#### EXTRACT:

——

Answers to selected problems: November 2007

Friday, November 23, 2007

Bill Gates on focused design

"The finest pieces of software are those where one individual has a complete sense of exactly how the program works. To have that, you have to really love the program and concentrate on keeping it simple, to an incredible degree."

"We're no longer in the days where everything is super well crafted. But at the heart of the programs that make it to the top, you'll find that the key internal code was done by a few people who really know what they were doing."

Unfortunately for Bill, his company is having a difficult time getting Windows back to something which resembles David Cutler's locomotive of an OS, which was itself birthed in a rather chaotic manner. How disappointing to see his company forget these essential truths in their core products over the years. I think for them to compete with Apple or Google the way they want to, they're going to have to get back to this. Iconoclasm is something they've forgotten how to do well, and they're getting their asses handed to them for it.

Saturday, November 17, 2007

Abstraction Layers, Change Streams, and Silos

Being a developer, I tend to see people organization through the same lens as systems organization.

——

Write the next few paragraphs of the blog post on abstraction layers, change streams, and silos, starting after its opening sentence.

#### Stored records:
——

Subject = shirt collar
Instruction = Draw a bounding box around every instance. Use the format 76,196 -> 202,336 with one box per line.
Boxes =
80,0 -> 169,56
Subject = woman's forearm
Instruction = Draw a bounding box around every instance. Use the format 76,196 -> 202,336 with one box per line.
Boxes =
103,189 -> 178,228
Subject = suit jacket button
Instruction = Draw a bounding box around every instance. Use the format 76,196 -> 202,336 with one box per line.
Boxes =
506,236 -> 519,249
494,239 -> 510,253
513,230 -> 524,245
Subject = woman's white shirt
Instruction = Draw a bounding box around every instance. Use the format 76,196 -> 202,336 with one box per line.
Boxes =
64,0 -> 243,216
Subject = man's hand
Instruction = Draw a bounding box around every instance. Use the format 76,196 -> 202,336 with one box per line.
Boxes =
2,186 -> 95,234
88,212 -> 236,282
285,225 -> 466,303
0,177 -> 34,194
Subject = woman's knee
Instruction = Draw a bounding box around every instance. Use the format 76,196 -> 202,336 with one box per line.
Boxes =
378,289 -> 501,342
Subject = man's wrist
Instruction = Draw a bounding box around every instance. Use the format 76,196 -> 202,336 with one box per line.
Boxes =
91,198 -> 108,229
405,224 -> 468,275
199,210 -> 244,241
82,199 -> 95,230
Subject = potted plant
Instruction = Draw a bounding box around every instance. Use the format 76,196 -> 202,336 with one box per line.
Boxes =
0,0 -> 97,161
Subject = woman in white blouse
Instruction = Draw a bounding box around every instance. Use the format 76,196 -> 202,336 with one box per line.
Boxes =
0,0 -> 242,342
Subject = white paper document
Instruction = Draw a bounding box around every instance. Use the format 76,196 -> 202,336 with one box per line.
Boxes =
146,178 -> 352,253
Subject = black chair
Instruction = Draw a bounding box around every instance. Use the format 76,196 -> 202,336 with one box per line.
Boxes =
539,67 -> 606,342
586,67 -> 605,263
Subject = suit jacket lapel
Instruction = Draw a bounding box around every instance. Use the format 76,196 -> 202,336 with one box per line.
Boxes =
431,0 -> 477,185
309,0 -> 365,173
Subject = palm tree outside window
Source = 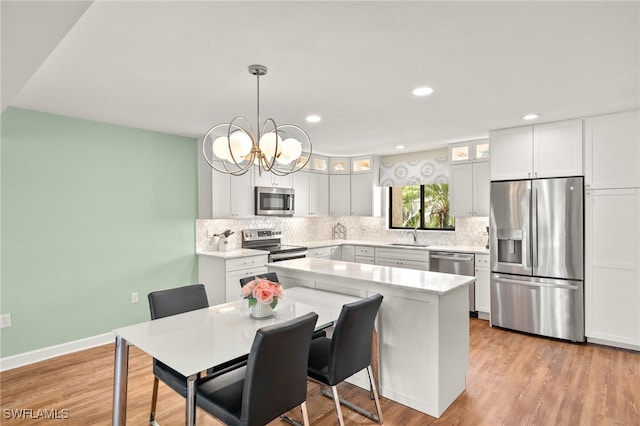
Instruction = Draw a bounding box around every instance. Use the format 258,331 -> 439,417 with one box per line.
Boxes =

——

#### EXPECTED OUTPUT:
In a software system, every interface forms an abstraction layer. Every developer working within that system designs APIs, as this helpful video points out. Good APIs have the qualities outlined in that video, that of being:

Easy to learn
Easy to use, even without documentation
Hard to misuse
Easy to read and maintain code that uses it
Sufficiently powerful to satisfy requirements
Easy to evolve
Appropriate to its audience

The first five items on the list are best accomplished by ensuring that the API presents a consistent level of abstraction. All its functionality should address the same set of concepts. We'll pick on PHP's Iterator interface:


next()
prev()
valid()
rewind()

All these functions deal precisely with items in an iterable object. An example of an API that didn't do this might look like the following:


$user->getHeldItems()
$user->holdItem()
$user->syncProfileData()
$user->checkoutItems()

If you've spent more than 10 minutes of your life writing code, that third method should fall with a loud thunk .

Making an API easy to evolve starts with change stream encapsulation. A change in the details of implementation can generally be ignored by higher-level consumers of the API. So over time, as that method evolves, its change stream will be hidden by its interface.

Organizations must also create the same abstractions, because nobody has the time to keep track of every single thing in the organization. Our office manager needs to not care how the DHCP server is configured, she just needs to know she can get to the Ikea site and get us some desks. Anything else is a distraction. For a developer, this is writ quite large, as the tools I require are typically much more complicated than a web browser. Maintaining groupware like Exchange, for example - not trivial. Babysitting a build process is another common one. I need that stuff to work so I can write good code, but I must spend almost none of my time doing it. So teams get created, presenting an organizational communication interface ("OPI"?).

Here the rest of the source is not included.